>> BEGIN

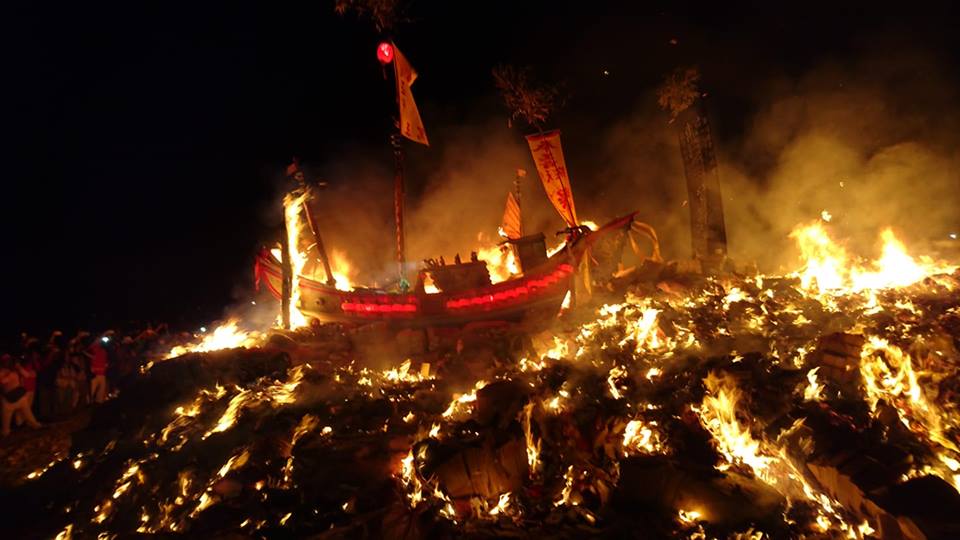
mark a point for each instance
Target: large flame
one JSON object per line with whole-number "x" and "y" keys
{"x": 500, "y": 259}
{"x": 226, "y": 336}
{"x": 829, "y": 269}
{"x": 292, "y": 206}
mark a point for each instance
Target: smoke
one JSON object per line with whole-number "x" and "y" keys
{"x": 872, "y": 140}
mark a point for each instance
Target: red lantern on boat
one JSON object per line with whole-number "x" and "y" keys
{"x": 385, "y": 53}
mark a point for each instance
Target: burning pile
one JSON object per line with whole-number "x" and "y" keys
{"x": 817, "y": 404}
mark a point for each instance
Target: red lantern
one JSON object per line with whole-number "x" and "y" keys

>> END

Write out every line of the material above again, requests included, rescaling each x and y coordinate in the answers by a factor of 1.75 and rounding to the nearest whole number, with halves rounded up. Leave the pictures out of your answer.

Exercise result.
mark a point for each instance
Target: large flame
one JSON object per line with whole-number "x" and "y" keys
{"x": 875, "y": 453}
{"x": 396, "y": 588}
{"x": 1451, "y": 471}
{"x": 511, "y": 361}
mark a point for each instance
Target: smoke
one JSON object per line with whole-number "x" and "y" keys
{"x": 1526, "y": 245}
mark a point for each instance
Target: red lantern on boat
one JSON object per line with whole-number "x" and "y" keys
{"x": 674, "y": 93}
mark a point for each instance
Target: burning pile
one JSON object per line with whole-number "x" and "y" keys
{"x": 1430, "y": 707}
mark a point for each instance
Target: red lantern
one JSON object per line with whole-number "x" and "y" keys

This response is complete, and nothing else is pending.